- QUOTED TEXT
+++++

We were witnessing random JVM crash that triggers about 2/3 times each day in one of our production environment.
Crash log looks like:
# A fatal error has been detected by the Java Runtime Environment:
#
# SIGSEGV (0xb) at pc=0x0000ffff83e74690, pid=62198, tid=0x0000ffff6dbd51e0
#
# JRE version: OpenJDK Runtime Environment (8.0_222-b10) (build 1.8.0_222-Huawei_JDK_V100R001C00SPC150B002-b10)
# Java VM: OpenJDK 64-Bit Server VM (25.222-b10 mixed mode linux-aarch64 compressed oops)
# Problematic frame:
# V [libjvm.so+0x669690] oopDesc* PSPromotionManager::copy_to_survivor_space<false>(oopDesc*)+0xc0
Stack: [0x0000ffff6d9d6000,0x0000ffff6dbd6000], sp=0x0000ffff6dbd46c0, free space=2041k
Native frames: (J=compiled Java code, j=interpreted, Vv=VM code, C=native code)
V [libjvm.so+0x669690] oopDesc* PSPromotionManager::copy_to_survivor_space<false>(oopDesc*)+0xc0
V [libjvm.so+0x9b9db8] PSPromotionManager::drain_stacks_depth(bool)+0x780
V [libjvm.so+0x9bd660] StealTask::do_it(GCTaskManager*, unsigned int)+0x278
V [libjvm.so+0x5d081c] GCTaskThread::run()+0x18c
V [libjvm.so+0x9394ec] java_start(Thread*)+0x11c
C [libpthread.so.0+0x78bc] start_thread+0x19c
Debugging show this is triggered after patching bytecode.

+++++

- STORED RECORDS
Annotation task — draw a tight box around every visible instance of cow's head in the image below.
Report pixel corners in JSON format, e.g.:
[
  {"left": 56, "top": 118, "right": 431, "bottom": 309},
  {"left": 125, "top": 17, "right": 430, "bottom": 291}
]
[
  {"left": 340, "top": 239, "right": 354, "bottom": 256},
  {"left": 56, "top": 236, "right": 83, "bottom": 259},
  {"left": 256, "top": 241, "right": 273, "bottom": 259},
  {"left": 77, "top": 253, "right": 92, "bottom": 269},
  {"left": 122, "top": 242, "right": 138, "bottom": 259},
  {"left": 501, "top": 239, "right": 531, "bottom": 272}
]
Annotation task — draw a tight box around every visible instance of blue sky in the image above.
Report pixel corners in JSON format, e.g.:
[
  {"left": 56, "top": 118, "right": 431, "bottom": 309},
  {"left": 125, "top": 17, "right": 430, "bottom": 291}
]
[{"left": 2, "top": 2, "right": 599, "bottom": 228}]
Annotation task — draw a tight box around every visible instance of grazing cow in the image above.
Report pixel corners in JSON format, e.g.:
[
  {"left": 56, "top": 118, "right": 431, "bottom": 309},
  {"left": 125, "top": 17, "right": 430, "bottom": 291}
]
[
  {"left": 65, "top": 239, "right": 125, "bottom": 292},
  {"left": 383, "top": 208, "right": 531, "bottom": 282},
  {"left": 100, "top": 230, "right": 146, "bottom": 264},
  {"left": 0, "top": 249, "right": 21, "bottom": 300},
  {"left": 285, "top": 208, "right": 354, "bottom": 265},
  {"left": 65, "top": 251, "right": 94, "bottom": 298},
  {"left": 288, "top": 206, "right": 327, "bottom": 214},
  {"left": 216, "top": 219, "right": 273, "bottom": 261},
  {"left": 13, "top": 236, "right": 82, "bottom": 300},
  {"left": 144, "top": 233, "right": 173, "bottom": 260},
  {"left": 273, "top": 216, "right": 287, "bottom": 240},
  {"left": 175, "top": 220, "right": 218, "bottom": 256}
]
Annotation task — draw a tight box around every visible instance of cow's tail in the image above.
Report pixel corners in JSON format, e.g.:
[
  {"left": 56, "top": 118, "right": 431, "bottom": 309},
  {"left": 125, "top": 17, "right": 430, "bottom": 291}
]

+++++

- REQUIRED TASKS
A – Can you repeat the rows word for word, starting at the line that contains "cow in the image above." and ending with the final line of the rows?
B – Could you carry on the post about the random JVM crash, picking up after its last sentence?

- RESULTS OF THE TASKS
A –
Annotation task — draw a tight box around every visible instance of grazing cow in the image above.
Report pixel corners in JSON format, e.g.:
[
  {"left": 56, "top": 118, "right": 431, "bottom": 309},
  {"left": 125, "top": 17, "right": 430, "bottom": 291}
]
[
  {"left": 65, "top": 239, "right": 125, "bottom": 292},
  {"left": 383, "top": 208, "right": 531, "bottom": 282},
  {"left": 100, "top": 230, "right": 146, "bottom": 264},
  {"left": 0, "top": 249, "right": 21, "bottom": 300},
  {"left": 285, "top": 208, "right": 354, "bottom": 265},
  {"left": 65, "top": 251, "right": 94, "bottom": 298},
  {"left": 288, "top": 206, "right": 327, "bottom": 214},
  {"left": 216, "top": 219, "right": 273, "bottom": 261},
  {"left": 13, "top": 236, "right": 82, "bottom": 300},
  {"left": 144, "top": 233, "right": 173, "bottom": 260},
  {"left": 273, "top": 216, "right": 287, "bottom": 240},
  {"left": 175, "top": 220, "right": 218, "bottom": 256}
]
Annotation task — draw a tight box around every visible instance of cow's tail in the image above.
Report pixel corners in JSON format, e.g.:
[
  {"left": 56, "top": 118, "right": 431, "bottom": 309},
  {"left": 125, "top": 17, "right": 430, "bottom": 291}
]

B –
Normal template interpreter sequence:
TemplateTable::putfield_or_static -> TemplateTable::resolve_cache_and_index -> InterpreterRuntime::resolve_from_cache -> InterpreterRuntime::resolve_get_put
cpCache entry is updated after that.
Then we do bytecode patching in TemplateTable::putfield_or_static and dispatch to the next bytecode through InterpreterMacroAssembler::dispatch_next.
510 void InterpreterMacroAssembler::dispatch_next(TosState state, int step, bool generate_poll) {
511 // load next bytecode
512 ldrb(rscratch1, Address(pre(rbcp, step)));
513 dispatch_base(state, Interpreter::dispatch_table(state), generate_poll);
514 }
After that we switch to the fast path: TemplateTable::fast_storefield. This will read the cpCache entry.
But we may have invalid cpCache entry values as the memory barrier is missing.
The bytecode load may be scheduled before the bytecode load and even before the setting of the cpCache entry.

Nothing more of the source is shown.